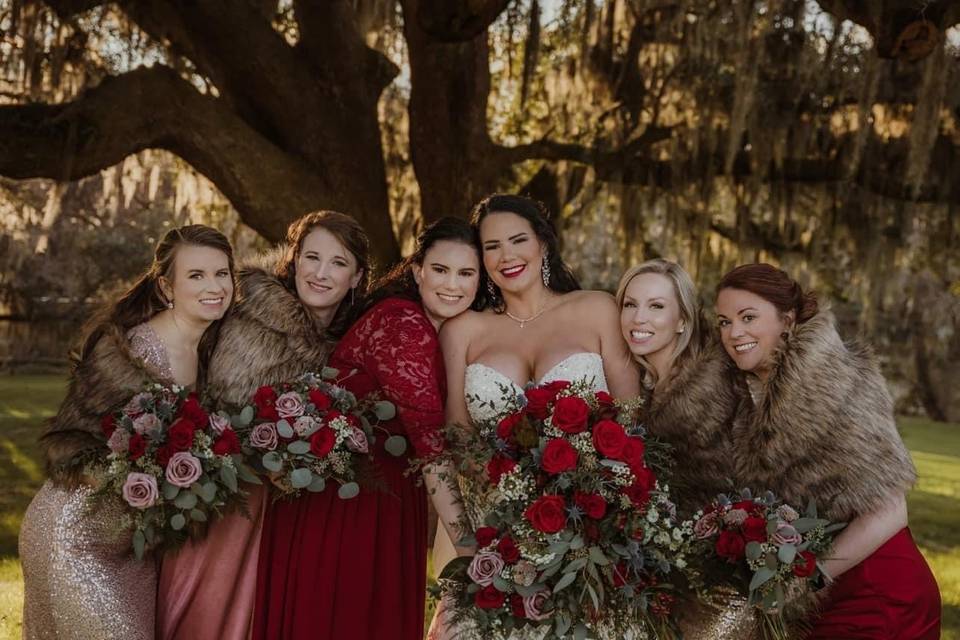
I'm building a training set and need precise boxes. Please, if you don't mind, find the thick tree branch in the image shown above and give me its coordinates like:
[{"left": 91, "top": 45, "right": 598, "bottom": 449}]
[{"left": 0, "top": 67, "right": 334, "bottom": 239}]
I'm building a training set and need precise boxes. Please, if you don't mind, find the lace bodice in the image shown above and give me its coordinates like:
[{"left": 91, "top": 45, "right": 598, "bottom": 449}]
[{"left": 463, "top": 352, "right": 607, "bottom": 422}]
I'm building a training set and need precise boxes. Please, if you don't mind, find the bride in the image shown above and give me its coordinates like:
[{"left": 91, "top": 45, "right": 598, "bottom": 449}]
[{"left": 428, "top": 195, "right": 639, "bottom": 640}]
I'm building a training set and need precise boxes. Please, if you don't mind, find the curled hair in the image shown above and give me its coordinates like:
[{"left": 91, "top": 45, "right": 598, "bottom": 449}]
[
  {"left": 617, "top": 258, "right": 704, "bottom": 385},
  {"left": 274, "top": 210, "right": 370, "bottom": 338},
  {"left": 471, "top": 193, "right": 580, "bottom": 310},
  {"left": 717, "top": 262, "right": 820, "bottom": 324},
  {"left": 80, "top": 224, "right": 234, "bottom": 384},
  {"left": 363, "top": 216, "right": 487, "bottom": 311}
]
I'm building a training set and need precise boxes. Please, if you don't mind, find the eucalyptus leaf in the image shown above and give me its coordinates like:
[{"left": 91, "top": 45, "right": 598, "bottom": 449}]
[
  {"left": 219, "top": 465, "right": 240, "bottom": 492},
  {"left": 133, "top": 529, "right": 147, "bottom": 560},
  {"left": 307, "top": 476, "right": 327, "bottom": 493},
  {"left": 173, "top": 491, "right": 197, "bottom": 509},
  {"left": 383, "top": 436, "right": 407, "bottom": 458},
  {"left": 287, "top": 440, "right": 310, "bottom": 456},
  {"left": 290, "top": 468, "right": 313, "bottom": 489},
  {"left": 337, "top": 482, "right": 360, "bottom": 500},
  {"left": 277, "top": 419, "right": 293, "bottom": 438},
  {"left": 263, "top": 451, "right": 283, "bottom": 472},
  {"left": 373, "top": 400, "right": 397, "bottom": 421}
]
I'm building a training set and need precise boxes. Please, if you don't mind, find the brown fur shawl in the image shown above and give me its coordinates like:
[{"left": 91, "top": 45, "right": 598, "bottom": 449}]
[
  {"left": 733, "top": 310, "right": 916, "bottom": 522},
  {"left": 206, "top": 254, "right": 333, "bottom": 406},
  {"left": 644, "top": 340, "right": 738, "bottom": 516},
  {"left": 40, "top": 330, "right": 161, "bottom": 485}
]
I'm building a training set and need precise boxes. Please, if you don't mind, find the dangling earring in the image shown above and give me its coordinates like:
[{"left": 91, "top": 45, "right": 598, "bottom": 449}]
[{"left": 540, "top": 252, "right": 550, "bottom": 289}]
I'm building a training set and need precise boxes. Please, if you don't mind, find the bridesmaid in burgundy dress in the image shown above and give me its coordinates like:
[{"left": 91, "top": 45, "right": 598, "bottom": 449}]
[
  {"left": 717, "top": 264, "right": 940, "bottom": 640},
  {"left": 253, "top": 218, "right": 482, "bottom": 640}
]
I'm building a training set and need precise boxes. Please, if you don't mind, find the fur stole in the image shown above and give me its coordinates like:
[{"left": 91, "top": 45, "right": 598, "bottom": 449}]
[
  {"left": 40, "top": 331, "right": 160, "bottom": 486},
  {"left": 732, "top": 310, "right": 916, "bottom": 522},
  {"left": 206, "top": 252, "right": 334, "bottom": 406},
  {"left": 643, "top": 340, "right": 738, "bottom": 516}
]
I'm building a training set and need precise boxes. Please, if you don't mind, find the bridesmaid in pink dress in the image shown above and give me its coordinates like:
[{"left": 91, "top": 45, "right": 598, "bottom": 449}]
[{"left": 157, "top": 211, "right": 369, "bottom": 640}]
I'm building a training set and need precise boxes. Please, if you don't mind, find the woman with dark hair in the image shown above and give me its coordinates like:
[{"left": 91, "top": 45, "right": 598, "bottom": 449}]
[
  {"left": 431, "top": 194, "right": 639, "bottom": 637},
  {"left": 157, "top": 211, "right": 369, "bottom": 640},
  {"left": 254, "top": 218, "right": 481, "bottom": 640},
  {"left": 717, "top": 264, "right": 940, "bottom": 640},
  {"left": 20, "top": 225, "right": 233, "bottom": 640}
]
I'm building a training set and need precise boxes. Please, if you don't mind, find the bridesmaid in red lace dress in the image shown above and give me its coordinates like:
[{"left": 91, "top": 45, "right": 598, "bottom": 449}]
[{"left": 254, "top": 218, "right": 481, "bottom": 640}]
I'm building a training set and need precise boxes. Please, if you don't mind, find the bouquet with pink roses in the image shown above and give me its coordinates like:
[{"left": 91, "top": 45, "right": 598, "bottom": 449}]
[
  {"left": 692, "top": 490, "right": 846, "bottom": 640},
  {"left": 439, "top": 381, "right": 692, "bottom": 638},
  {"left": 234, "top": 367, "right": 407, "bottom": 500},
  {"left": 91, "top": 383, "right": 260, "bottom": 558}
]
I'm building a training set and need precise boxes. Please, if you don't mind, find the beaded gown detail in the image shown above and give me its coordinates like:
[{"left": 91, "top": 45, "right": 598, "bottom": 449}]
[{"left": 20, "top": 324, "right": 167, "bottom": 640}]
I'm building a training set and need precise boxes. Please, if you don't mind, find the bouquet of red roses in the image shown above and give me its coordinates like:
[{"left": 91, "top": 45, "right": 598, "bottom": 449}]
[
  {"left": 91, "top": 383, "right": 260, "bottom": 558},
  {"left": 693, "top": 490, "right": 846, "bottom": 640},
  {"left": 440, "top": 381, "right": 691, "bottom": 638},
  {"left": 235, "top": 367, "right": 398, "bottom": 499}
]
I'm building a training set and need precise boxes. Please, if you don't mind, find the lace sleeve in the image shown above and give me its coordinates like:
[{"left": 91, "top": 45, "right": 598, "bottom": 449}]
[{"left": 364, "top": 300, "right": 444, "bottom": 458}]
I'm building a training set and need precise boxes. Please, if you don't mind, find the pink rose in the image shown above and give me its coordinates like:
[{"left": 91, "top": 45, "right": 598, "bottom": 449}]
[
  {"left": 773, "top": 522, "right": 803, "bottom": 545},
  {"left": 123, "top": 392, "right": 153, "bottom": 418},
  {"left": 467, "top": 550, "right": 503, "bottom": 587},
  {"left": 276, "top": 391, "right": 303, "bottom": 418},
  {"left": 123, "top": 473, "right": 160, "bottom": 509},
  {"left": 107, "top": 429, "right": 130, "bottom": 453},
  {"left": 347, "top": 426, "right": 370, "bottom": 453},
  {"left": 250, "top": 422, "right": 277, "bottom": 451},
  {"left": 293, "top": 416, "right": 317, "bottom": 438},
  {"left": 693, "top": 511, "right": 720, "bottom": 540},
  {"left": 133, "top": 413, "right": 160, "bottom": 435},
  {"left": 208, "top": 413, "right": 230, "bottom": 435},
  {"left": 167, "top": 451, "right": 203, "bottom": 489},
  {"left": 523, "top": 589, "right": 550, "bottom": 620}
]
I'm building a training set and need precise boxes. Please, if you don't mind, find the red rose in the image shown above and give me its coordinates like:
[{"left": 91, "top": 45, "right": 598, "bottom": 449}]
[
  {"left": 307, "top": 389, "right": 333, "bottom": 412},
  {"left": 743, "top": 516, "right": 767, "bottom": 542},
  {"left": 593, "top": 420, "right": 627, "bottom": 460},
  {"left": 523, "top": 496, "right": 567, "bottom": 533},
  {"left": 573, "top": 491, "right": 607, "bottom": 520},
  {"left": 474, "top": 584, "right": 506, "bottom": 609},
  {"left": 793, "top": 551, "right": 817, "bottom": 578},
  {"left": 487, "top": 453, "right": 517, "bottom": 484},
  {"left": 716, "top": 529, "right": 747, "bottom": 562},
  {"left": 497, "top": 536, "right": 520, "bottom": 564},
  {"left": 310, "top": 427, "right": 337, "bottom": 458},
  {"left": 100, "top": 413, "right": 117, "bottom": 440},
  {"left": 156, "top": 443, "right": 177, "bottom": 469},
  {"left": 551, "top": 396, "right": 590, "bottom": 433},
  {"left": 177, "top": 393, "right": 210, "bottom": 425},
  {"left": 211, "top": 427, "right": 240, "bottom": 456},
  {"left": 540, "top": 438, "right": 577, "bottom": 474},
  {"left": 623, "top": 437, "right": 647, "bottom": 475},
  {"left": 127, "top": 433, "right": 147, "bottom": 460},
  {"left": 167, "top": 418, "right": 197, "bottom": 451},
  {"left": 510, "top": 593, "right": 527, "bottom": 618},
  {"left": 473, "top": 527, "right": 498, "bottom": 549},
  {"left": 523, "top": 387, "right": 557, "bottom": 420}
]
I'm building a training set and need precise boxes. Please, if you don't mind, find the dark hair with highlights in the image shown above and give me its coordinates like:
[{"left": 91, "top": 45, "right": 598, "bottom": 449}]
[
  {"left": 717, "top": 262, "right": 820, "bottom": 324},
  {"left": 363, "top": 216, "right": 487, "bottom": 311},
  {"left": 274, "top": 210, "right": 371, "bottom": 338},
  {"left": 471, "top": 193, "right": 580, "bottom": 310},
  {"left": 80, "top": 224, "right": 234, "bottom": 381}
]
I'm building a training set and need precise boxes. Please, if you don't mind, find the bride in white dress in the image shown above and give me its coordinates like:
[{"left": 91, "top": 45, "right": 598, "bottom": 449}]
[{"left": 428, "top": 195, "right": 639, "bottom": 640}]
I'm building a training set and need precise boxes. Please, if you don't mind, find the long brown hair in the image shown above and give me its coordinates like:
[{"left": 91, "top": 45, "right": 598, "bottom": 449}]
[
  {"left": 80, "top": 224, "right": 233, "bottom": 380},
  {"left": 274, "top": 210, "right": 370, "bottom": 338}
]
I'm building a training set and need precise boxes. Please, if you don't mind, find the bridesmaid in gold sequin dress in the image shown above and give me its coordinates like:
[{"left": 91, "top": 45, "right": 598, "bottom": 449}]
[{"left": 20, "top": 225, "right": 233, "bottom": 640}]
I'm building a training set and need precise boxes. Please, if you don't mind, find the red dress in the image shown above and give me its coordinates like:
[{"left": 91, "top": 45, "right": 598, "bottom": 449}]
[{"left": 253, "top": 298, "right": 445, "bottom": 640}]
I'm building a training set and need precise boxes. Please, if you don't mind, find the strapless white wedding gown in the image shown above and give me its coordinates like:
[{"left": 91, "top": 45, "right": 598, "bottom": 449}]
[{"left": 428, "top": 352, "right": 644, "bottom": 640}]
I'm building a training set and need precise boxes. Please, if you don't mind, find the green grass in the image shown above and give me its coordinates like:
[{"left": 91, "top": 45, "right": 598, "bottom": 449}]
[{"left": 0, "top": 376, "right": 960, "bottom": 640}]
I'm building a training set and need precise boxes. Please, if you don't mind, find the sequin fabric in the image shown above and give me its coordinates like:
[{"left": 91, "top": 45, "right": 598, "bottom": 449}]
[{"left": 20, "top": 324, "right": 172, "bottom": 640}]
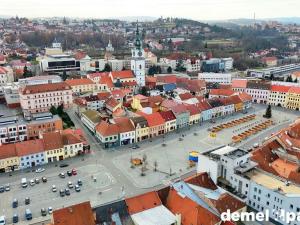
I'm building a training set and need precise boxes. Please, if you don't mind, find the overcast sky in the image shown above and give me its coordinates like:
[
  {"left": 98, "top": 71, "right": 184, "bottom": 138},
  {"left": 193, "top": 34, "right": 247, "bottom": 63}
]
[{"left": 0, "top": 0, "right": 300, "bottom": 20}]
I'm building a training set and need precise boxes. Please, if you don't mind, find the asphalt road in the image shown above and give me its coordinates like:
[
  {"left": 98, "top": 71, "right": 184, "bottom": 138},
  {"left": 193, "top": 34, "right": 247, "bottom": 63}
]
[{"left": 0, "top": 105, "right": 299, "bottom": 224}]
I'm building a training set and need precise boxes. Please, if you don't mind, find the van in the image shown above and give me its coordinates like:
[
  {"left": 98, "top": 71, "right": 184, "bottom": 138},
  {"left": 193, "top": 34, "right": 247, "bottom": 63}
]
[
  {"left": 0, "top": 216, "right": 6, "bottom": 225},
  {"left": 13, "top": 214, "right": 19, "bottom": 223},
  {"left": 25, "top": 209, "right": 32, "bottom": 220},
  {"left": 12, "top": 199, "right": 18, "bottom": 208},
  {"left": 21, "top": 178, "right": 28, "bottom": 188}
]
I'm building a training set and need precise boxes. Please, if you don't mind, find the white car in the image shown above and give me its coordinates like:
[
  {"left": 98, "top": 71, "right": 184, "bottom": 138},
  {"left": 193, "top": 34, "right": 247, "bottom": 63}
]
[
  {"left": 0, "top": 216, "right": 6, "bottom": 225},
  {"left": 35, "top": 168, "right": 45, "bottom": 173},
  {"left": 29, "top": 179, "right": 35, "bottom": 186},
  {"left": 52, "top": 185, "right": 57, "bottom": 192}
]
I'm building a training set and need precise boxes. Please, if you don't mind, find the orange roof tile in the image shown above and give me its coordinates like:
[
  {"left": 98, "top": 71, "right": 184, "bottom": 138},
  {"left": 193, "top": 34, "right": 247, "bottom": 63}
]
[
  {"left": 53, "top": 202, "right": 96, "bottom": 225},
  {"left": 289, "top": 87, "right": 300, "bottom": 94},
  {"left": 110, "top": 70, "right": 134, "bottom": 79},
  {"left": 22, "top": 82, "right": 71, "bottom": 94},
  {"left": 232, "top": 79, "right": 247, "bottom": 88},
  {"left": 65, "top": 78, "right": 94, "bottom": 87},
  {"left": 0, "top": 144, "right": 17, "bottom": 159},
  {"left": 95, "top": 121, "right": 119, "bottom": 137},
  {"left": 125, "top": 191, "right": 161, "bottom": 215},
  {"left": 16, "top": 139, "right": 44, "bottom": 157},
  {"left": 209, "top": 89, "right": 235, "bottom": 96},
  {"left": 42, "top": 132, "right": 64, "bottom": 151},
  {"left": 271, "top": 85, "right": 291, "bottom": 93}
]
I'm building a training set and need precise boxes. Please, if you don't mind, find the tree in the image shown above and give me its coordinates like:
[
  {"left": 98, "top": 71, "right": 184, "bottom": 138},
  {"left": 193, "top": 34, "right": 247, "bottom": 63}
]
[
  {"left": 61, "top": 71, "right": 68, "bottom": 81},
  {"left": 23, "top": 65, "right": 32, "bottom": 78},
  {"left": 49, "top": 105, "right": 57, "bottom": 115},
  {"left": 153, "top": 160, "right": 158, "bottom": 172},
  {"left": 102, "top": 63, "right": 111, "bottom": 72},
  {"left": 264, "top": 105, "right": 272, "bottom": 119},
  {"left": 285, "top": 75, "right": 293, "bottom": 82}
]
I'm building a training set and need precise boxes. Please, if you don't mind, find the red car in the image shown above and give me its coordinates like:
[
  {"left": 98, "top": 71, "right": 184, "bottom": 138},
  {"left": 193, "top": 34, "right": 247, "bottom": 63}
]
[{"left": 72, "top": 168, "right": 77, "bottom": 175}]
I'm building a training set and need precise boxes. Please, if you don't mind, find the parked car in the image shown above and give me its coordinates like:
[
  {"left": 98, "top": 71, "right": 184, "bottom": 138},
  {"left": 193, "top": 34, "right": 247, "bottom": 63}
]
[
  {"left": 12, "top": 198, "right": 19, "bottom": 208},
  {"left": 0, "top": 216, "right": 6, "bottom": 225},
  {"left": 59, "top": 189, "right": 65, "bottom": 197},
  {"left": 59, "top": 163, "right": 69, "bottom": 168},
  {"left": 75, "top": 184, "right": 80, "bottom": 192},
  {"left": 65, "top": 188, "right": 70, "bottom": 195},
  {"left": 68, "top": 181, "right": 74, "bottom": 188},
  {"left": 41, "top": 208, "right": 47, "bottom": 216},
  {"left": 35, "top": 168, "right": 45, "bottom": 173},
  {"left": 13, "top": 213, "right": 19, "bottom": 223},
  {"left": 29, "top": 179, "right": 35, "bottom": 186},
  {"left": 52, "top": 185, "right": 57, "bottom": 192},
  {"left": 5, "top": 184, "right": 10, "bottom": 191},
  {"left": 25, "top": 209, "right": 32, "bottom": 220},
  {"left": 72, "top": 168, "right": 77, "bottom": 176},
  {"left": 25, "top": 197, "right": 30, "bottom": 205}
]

:::::

◆ Brief: Please pick out every line in the rows above that contains the word "lace" and copy each one. Case counts.

◆ Worked solution:
I'm building a training set and need precise boxes. Please, if you don't mind, find the lace bodice in the image shown above and give me its coordinates like:
I'm building a training set and need precise boxes. Please, if you don't mind, find the bridesmaid in red lace dress in the image shown above and give me its coordinates like:
I'm building a training set and need precise boxes. Please, if you don't mind, find the lace sleeve in the image shown above and give me its coordinates like:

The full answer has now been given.